- [GIVEN PROBLEM] Give the material below as a Markdown table with columns headed Row and Line, numbering each non-blank line and leaving out blank lines.

- [DATA RECORDS]
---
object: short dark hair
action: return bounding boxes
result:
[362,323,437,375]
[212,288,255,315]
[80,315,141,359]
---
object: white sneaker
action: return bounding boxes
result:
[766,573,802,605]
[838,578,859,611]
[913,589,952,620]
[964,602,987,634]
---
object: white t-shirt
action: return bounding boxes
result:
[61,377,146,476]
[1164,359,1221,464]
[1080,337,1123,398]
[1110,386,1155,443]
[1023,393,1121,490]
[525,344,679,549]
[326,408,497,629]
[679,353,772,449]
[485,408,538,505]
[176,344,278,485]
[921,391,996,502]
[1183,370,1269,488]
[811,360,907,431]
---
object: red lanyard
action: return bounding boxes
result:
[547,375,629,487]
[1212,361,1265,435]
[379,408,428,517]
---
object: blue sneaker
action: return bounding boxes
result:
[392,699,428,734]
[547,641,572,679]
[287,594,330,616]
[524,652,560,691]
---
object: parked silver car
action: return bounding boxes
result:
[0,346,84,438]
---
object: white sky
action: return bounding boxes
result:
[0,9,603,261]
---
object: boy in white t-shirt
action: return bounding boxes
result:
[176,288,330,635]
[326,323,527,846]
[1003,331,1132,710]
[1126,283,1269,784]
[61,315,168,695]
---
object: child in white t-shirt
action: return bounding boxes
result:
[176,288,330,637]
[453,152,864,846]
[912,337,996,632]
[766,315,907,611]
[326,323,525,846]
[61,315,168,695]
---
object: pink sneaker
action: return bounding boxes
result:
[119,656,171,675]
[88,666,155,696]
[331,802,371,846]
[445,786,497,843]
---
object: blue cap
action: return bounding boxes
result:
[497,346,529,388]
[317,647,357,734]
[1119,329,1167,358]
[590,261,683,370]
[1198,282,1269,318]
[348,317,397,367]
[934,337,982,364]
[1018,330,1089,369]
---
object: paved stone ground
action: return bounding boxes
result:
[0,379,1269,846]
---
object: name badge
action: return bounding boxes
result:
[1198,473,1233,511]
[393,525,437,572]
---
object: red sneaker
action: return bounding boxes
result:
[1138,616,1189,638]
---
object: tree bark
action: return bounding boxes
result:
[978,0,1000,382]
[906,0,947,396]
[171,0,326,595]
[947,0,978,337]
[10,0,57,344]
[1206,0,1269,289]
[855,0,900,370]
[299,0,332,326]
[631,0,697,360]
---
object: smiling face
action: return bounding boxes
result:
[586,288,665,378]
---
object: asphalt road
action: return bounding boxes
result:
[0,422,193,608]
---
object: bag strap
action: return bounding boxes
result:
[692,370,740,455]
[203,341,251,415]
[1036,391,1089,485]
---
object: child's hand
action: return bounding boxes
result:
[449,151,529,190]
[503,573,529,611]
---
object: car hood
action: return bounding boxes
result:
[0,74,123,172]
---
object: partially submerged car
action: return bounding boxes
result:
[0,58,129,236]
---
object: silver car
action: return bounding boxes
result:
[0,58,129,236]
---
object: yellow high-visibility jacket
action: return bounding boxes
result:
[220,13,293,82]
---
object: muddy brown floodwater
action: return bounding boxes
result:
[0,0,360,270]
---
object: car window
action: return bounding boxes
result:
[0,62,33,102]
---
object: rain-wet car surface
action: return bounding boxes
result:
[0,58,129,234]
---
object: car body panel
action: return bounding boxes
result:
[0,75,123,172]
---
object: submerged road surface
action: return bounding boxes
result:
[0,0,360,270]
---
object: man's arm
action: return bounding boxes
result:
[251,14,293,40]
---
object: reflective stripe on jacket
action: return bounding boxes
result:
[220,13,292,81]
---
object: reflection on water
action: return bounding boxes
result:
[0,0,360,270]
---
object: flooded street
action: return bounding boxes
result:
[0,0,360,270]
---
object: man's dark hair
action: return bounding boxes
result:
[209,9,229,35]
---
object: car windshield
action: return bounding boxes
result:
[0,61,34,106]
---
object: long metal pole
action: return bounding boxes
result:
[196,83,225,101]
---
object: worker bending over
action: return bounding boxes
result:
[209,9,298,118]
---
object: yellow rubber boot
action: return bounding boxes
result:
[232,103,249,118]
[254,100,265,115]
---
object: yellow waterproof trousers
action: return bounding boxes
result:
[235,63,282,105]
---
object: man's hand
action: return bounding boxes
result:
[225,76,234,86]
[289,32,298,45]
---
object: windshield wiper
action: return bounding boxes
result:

- [CORRECT RESPONSE]
| Row | Line |
|---|---|
| 1 | --- |
| 2 | object: short dark hair |
| 3 | action: return bounding boxes |
| 4 | result: |
| 5 | [362,323,437,375] |
| 6 | [212,288,255,315] |
| 7 | [80,315,141,359] |
| 8 | --- |
| 9 | object: white sneaker |
| 10 | action: return bounding boxes |
| 11 | result: |
| 12 | [766,573,802,605] |
| 13 | [838,578,859,611] |
| 14 | [913,589,952,620] |
| 15 | [964,602,987,634] |
| 16 | --- |
| 17 | object: white t-shirt |
| 18 | action: return bounding boxes |
| 19 | result: |
| 20 | [61,377,146,476] |
| 21 | [1164,359,1221,464] |
| 22 | [1080,337,1123,398] |
| 23 | [1110,386,1155,443] |
| 24 | [1023,393,1121,490] |
| 25 | [525,344,679,549] |
| 26 | [326,408,497,629] |
| 27 | [679,353,772,449] |
| 28 | [485,408,538,505] |
| 29 | [176,344,278,485] |
| 30 | [921,391,996,502] |
| 31 | [1183,370,1269,488] |
| 32 | [811,360,907,431] |
| 33 | --- |
| 34 | object: red lanyard |
| 35 | action: return bounding boxes |
| 36 | result: |
| 37 | [547,375,629,487] |
| 38 | [1212,361,1265,435] |
| 39 | [379,408,428,517] |
| 40 | --- |
| 41 | object: blue sneaker |
| 42 | action: return bounding boxes |
| 43 | result: |
| 44 | [392,699,428,734] |
| 45 | [547,641,572,679] |
| 46 | [287,594,330,616] |
| 47 | [524,652,560,691] |
| 48 | --- |
| 49 | object: parked silver car |
| 50 | action: return bounding boxes |
| 51 | result: |
| 52 | [0,346,84,438] |
| 53 | --- |
| 54 | object: white sky |
| 55 | action: return bounding boxes |
| 56 | result: |
| 57 | [0,9,603,261] |
| 58 | --- |
| 59 | object: boy in white t-shirt |
| 60 | action: return bounding boxes |
| 61 | result: |
| 62 | [176,288,330,635] |
| 63 | [326,323,527,846] |
| 64 | [1003,331,1132,710] |
| 65 | [1126,283,1269,784] |
| 66 | [61,315,168,695] |
| 67 | --- |
| 68 | object: child in white t-shirt |
| 69 | action: return bounding boxes |
| 70 | result: |
| 71 | [176,288,330,637] |
| 72 | [453,152,864,846] |
| 73 | [912,337,996,632] |
| 74 | [766,315,907,611] |
| 75 | [326,323,525,846] |
| 76 | [61,315,168,695] |
| 77 | --- |
| 78 | object: pink sneaker |
| 79 | action: return bounding boxes |
| 80 | result: |
| 81 | [119,656,171,675] |
| 82 | [88,666,155,696] |
| 83 | [331,802,371,846] |
| 84 | [445,786,497,843] |
| 85 | --- |
| 86 | object: blue cap |
| 87 | action: return bounding boxes |
| 88 | result: |
| 89 | [497,346,529,388] |
| 90 | [317,647,357,734] |
| 91 | [1119,329,1167,358] |
| 92 | [590,261,683,370] |
| 93 | [1198,282,1269,318] |
| 94 | [348,317,397,367] |
| 95 | [934,337,982,364] |
| 96 | [1018,330,1089,369] |
| 97 | --- |
| 98 | object: paved stone ground |
| 99 | action: return bounding boxes |
| 100 | result: |
| 101 | [0,379,1269,846] |
| 102 | --- |
| 103 | object: name badge |
| 104 | action: return bounding boxes |
| 105 | result: |
| 106 | [1198,473,1233,511] |
| 107 | [393,525,437,572] |
| 108 | --- |
| 109 | object: red sneaker |
| 110 | action: return bounding boxes |
| 111 | result: |
| 112 | [1138,616,1189,638] |
| 113 | --- |
| 114 | object: tree bark |
| 115 | action: return bounding boxes |
| 116 | result: |
| 117 | [978,0,1000,382] |
| 118 | [906,0,947,396] |
| 119 | [171,0,326,595] |
| 120 | [947,0,978,337] |
| 121 | [10,0,57,344] |
| 122 | [1206,0,1269,289] |
| 123 | [855,0,900,370] |
| 124 | [299,0,332,326] |
| 125 | [631,0,697,360] |
| 126 | --- |
| 127 | object: smiling face |
| 128 | action: return bounding boxes |
| 129 | result: |
| 130 | [586,288,665,378] |
| 131 | --- |
| 132 | object: asphalt road |
| 133 | action: return bounding boxes |
| 134 | result: |
| 135 | [0,422,193,608] |
| 136 | --- |
| 137 | object: bag strap |
| 138 | action: return bounding boxes |
| 139 | result: |
| 140 | [692,370,740,455] |
| 141 | [203,341,251,415] |
| 142 | [1036,391,1089,485] |
| 143 | --- |
| 144 | object: child's hand |
| 145 | action: return bounding boxes |
| 146 | result: |
| 147 | [449,151,529,190] |
| 148 | [503,573,529,611] |
| 149 | --- |
| 150 | object: car hood |
| 151 | action: return bounding boxes |
| 152 | result: |
| 153 | [0,74,123,172] |
| 154 | --- |
| 155 | object: partially submerged car |
| 156 | action: return bounding boxes |
| 157 | result: |
| 158 | [0,58,129,236] |
| 159 | --- |
| 160 | object: silver car |
| 161 | action: return bounding boxes |
| 162 | result: |
| 163 | [0,58,129,236] |
| 164 | --- |
| 165 | object: yellow high-visibility jacket |
| 166 | action: return bounding boxes |
| 167 | result: |
| 168 | [220,13,293,82] |
| 169 | --- |
| 170 | object: muddy brown floodwater |
| 171 | action: return bounding boxes |
| 172 | result: |
| 173 | [0,0,360,270] |
| 174 | --- |
| 175 | object: car window |
| 176 | action: return bounding boxes |
| 177 | result: |
| 178 | [0,62,33,102] |
| 179 | --- |
| 180 | object: rain-wet car surface |
| 181 | action: return bounding boxes |
| 182 | result: |
| 183 | [0,58,129,234] |
| 184 | --- |
| 185 | object: car body panel |
| 186 | action: return bounding boxes |
| 187 | result: |
| 188 | [0,75,123,172] |
| 189 | --- |
| 190 | object: submerged road surface |
| 191 | action: return bounding boxes |
| 192 | result: |
| 193 | [0,0,360,270] |
| 194 | --- |
| 195 | object: man's arm |
| 196 | action: return bounding boxes |
| 197 | result: |
| 198 | [251,14,293,40] |
| 199 | --- |
| 200 | object: reflective stripe on jacket |
| 201 | action: return bounding boxes |
| 202 | result: |
| 203 | [220,13,292,81] |
| 204 | --- |
| 205 | object: reflection on water |
| 206 | action: return bounding boxes |
| 207 | result: |
| 208 | [0,0,360,270] |
| 209 | --- |
| 210 | object: flooded street |
| 211 | action: return bounding boxes |
| 212 | result: |
| 213 | [0,0,360,270] |
| 214 | --- |
| 215 | object: man's dark hair |
| 216 | action: return bounding boxes |
| 217 | result: |
| 218 | [209,9,229,35] |
| 219 | --- |
| 220 | object: car windshield |
| 221 | action: return bounding boxes |
| 222 | result: |
| 223 | [0,61,34,106] |
| 224 | --- |
| 225 | object: long metal pole |
| 226 | action: return bounding boxes |
| 227 | result: |
| 228 | [196,83,225,101] |
| 229 | --- |
| 230 | object: worker bending over |
| 231 | action: return bounding boxes |
| 232 | result: |
| 233 | [209,9,298,118] |
| 234 | --- |
| 235 | object: yellow rubber boot |
| 236 | action: return bounding boxes |
| 237 | result: |
| 238 | [232,103,249,118] |
| 239 | [254,100,265,115] |
| 240 | --- |
| 241 | object: yellow waterproof trousers |
| 242 | action: return bounding boxes |
| 243 | result: |
| 244 | [235,63,282,105] |
| 245 | --- |
| 246 | object: man's hand |
| 247 | action: return bounding boxes |
| 248 | result: |
| 249 | [225,76,234,86] |
| 250 | [289,32,298,45] |
| 251 | --- |
| 252 | object: windshield wiper |
| 253 | action: return bounding boxes |
| 254 | result: |